■ **Tarea**
Según el fragmento de abajo sobre los expertos, ¿qué les preocupaba a algunos dirigentes comunistas locales después del accidente de Chernóbil?

■ **Fragmento de página**
Estas palabras me recuerdan el ingrato trabajo de los expertos en estos días. El experto ha sido asimilado a un profeta. Será aplaudido si pronostica cosas buenas, pero en caso contrario le tacharán como profeta de calamidades. El experto no es necesariamente un consultor político. La primera obligación del consultor es servir a su cliente. Está condenado a no ser objetivo, pues cuando lo sea, se mostrará receloso de la reacción de quien le paga el sueldo. El experto, que no forme parte de la política de marketing, podrá hacer los pronósticos que quiera, pero si pretende alterar el statu quo político, social o económico, será visto bajo sospecha e incluso desacreditado. Es verdad que se puede recurrir al experto cuando lo inesperado se haya hecho realidad, si bien eso no es garantía de que sea escuchado. El miedo del político a la opinión pública, especialmente al veredicto de unas urnas que querría tener muy alejadas en el tiempo, podría hacer que los consejos del experto cayeran en saco roto. Pero lo peor de un político es que repita la misma respuesta en diferentes situaciones. Tenemos el ejemplo histórico de la crisis de Suez, en 1956, cuando el gobierno británico fomentó la percepción de que el presidente egipcio, Gamal Abdel Nasser, era un nuevo Hitler y que la ocupación del canal podía librar al mundo de su tiranía. La realidad era más prosaica, marcada por los intereses económicos y estratégicos de Londres. Por lo demás, reaccionar ante cualquier crisis desde una dimensión meramente ideológica resulta inoperativo. Recordemos una anécdota de Svetlana Alexievich en Voces de Chernóbil. El accidente del reactor nuclear se produjo el 26 de abril de 1986, pero algunos dirigentes comunistas locales solo se mostraban preocupados por la idea de tener que aplazar las celebraciones del Primero de Mayo.

■ **Datos en bruto**
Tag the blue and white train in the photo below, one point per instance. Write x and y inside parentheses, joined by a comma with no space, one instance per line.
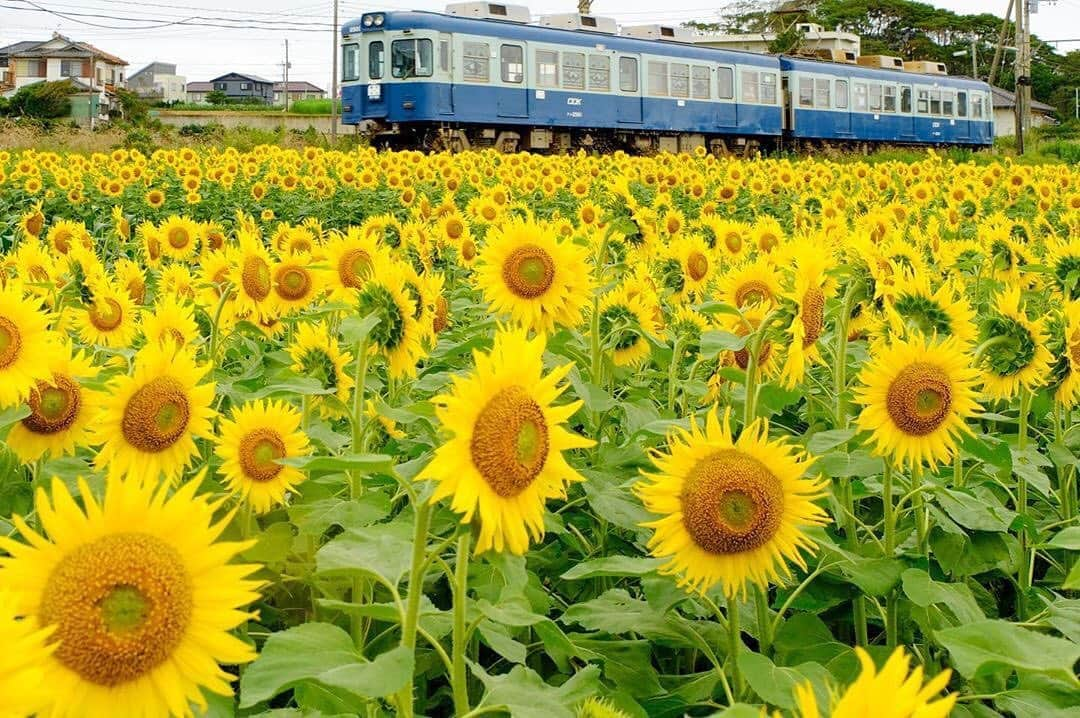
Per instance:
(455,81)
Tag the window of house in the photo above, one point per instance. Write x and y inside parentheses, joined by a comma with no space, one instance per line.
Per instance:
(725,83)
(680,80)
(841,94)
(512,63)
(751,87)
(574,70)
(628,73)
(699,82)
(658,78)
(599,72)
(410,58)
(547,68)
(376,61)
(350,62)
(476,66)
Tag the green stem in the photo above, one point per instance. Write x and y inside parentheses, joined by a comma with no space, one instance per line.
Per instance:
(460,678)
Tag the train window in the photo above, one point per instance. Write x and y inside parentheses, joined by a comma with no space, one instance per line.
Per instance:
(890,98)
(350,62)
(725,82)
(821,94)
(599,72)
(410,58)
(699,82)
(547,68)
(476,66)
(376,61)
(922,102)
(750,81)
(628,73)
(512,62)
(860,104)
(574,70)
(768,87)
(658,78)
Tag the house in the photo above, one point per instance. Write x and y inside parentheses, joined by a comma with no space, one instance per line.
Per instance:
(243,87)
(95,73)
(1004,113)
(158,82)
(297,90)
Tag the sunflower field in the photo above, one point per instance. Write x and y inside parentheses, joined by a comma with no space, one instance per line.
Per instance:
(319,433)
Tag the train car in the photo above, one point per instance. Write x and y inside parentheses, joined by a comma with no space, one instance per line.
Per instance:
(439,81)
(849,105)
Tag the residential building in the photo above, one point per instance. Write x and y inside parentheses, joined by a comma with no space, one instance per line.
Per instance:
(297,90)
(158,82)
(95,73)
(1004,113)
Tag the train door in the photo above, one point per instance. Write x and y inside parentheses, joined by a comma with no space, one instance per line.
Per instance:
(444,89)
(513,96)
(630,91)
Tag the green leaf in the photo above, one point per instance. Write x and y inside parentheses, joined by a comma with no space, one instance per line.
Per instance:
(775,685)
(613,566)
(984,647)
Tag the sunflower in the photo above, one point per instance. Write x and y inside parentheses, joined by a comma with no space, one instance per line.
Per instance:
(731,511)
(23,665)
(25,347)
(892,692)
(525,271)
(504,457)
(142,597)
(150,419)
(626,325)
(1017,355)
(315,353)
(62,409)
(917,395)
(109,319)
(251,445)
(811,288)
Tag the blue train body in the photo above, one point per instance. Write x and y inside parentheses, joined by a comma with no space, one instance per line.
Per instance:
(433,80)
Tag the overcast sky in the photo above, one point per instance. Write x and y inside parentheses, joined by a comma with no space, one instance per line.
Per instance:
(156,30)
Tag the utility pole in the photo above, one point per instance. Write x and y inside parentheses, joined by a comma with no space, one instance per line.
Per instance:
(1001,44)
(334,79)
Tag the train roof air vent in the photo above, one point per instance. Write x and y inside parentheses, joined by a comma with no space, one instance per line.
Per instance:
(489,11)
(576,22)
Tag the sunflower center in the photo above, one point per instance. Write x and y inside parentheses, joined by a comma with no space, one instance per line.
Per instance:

■ **Respuesta**
Tener que aplazar las celebraciones del Primero de Mayo.